= Beginning of Section =

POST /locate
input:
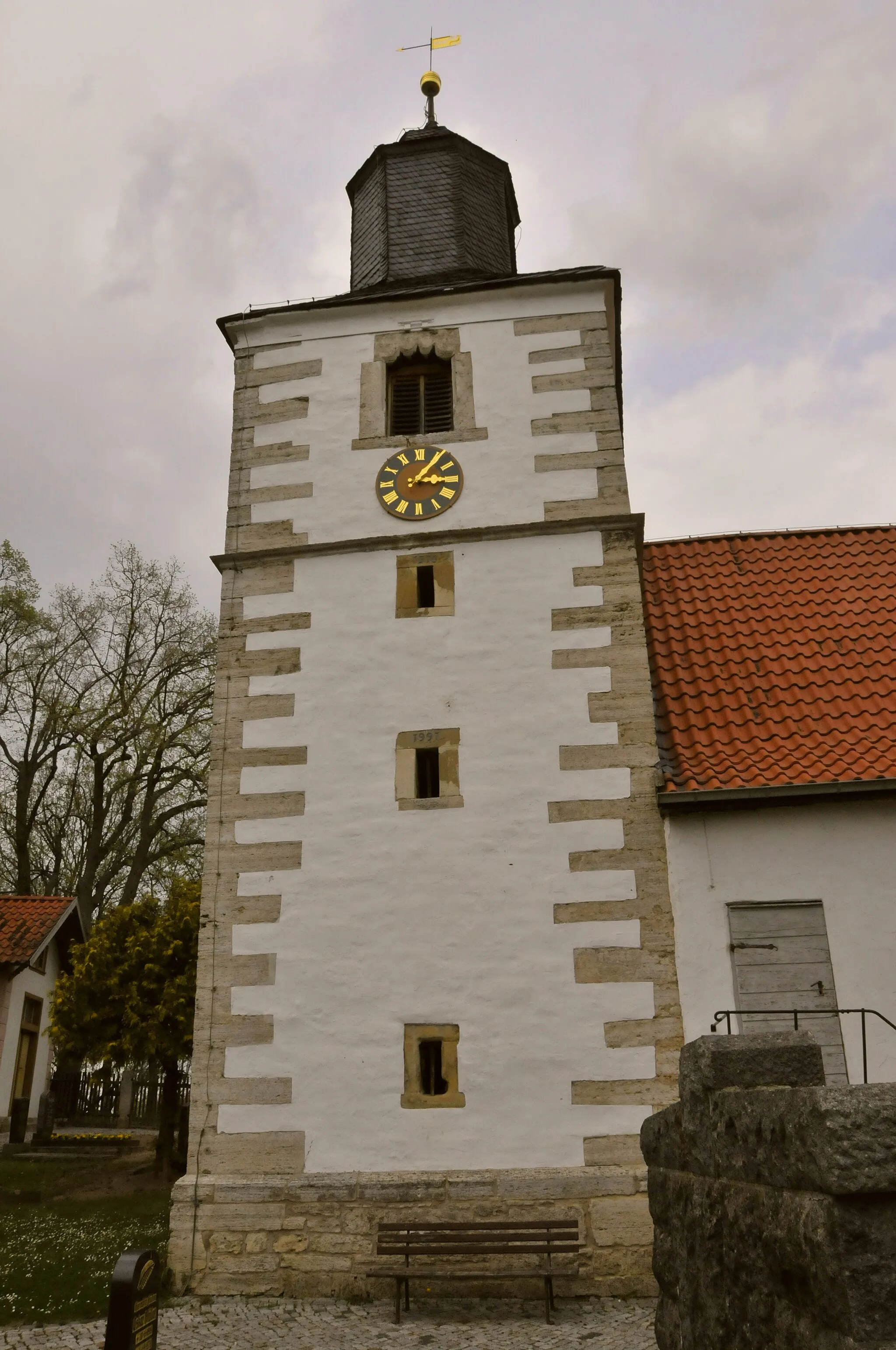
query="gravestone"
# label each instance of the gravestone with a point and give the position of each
(18, 1120)
(46, 1120)
(134, 1302)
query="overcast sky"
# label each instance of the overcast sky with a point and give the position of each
(169, 162)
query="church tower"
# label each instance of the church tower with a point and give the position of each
(436, 964)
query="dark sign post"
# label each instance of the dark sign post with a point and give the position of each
(134, 1302)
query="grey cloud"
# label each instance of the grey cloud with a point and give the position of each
(742, 188)
(188, 211)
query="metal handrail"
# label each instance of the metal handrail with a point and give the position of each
(726, 1014)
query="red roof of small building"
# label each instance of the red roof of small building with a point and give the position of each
(774, 657)
(26, 921)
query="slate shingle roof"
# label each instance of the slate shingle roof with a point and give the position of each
(772, 657)
(25, 922)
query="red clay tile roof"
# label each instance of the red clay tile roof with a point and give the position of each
(772, 657)
(25, 922)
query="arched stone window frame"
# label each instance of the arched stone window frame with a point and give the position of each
(389, 348)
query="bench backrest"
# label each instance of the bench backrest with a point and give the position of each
(542, 1237)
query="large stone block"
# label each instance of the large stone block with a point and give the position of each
(774, 1202)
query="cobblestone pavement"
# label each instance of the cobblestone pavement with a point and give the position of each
(332, 1325)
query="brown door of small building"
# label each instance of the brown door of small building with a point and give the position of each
(28, 1052)
(782, 960)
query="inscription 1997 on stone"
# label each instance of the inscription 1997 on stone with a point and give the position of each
(134, 1302)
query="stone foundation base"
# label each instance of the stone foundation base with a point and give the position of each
(315, 1234)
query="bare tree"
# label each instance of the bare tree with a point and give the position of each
(106, 708)
(144, 725)
(41, 664)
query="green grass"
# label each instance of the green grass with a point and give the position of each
(56, 1260)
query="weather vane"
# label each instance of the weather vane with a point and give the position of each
(431, 83)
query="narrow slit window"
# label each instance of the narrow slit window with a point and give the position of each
(427, 773)
(426, 588)
(420, 397)
(431, 1079)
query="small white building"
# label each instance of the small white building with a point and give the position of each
(777, 720)
(35, 935)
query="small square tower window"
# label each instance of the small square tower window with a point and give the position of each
(427, 769)
(431, 1065)
(420, 396)
(424, 585)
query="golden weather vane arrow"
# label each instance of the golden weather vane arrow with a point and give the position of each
(431, 83)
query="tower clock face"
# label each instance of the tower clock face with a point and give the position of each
(420, 484)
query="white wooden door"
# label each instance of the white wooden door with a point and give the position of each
(782, 960)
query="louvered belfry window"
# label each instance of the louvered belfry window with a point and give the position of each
(420, 396)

= End of Section =

◆ PROBLEM: Return the entries above exactly as they appear. Pictures should not be copied.

◆ ANSWER SECTION:
POST /locate
input:
query="gravestone"
# label each instance of the gravestone with a point and give the position of each
(18, 1120)
(46, 1120)
(134, 1302)
query="overcast sky"
# label each instance of the overcast sky with a point and give the position of each
(169, 162)
query="church tower"
# label each instance of the church tower with a point and give the position of each
(436, 964)
query="dark sign post"
# label each instance of the dark sign post with a point and give the position of each
(134, 1302)
query="grey cloud"
# label each instance of the grey cloud with a point and give the position of each
(742, 188)
(188, 211)
query="metal handrail"
# label each instance of the metal handrail with a point and give the position of each
(726, 1014)
query="red roof of small building"
# label each instance of the red roof of small building with a point and give the position of each
(774, 657)
(26, 921)
query="slate shingle roof"
# label each instance of the slate shingle roof with a point and give the position of each
(772, 657)
(25, 922)
query="red clay tile roof"
# label each instance of the red clay tile roof with a point and give the position of each
(772, 657)
(25, 922)
query="arched stone window frame"
# label each instance of the arched stone window frame with a point and give the position of each
(389, 348)
query="bench backrest"
# label each instance of the bench backrest with a point and give the position of each
(542, 1237)
query="large stone block"
# label each instance of the large stone block with a point and give the position of each
(774, 1202)
query="cobblestone pavement"
# label each instance of the cobblestone pavement with a point and give the position of each
(332, 1325)
query="brown door of small building"
# label each instance of the brown door of small building with a point and give the position of each
(28, 1052)
(782, 960)
query="inscription 1997 on stone"
# label each instance of the inscription 1997 on stone with a point and give the position of each
(134, 1302)
query="stone foundation base"
# label each instance of the stone foundation base with a point and give the position of each
(315, 1234)
query="bare tree"
# label each instance of the bare tree with a point and give the position of each
(106, 708)
(144, 725)
(41, 664)
query="green grass"
# label each instance of the green grass with a point and give the position of each
(56, 1260)
query="weather vane"
# label each instance of the weather vane with a point and give the position of each
(431, 83)
query="narrow slit window"
# label each instance of the narrow slit window with a point and give the position of each
(427, 773)
(426, 588)
(420, 397)
(431, 1079)
query="small white building"
# label each instance of the small white building with a point and give the position of each
(777, 720)
(35, 935)
query="small square tower window"
# label each instance of the small square tower window with a point and give the position of each
(427, 769)
(431, 1065)
(420, 396)
(424, 585)
query="golden weather vane arrow"
# label each instance of the golden weather vane arrow with a point and give the position of each
(431, 83)
query="tower clock face"
# label each instance of the tower clock face with a point and give the position of each
(420, 484)
query="white wooden door"
# label each instance of the white wooden door with a point and give the position of each
(782, 960)
query="louvered belfry window"
# label each instance of the louvered belfry window with a point and give the position of each
(420, 396)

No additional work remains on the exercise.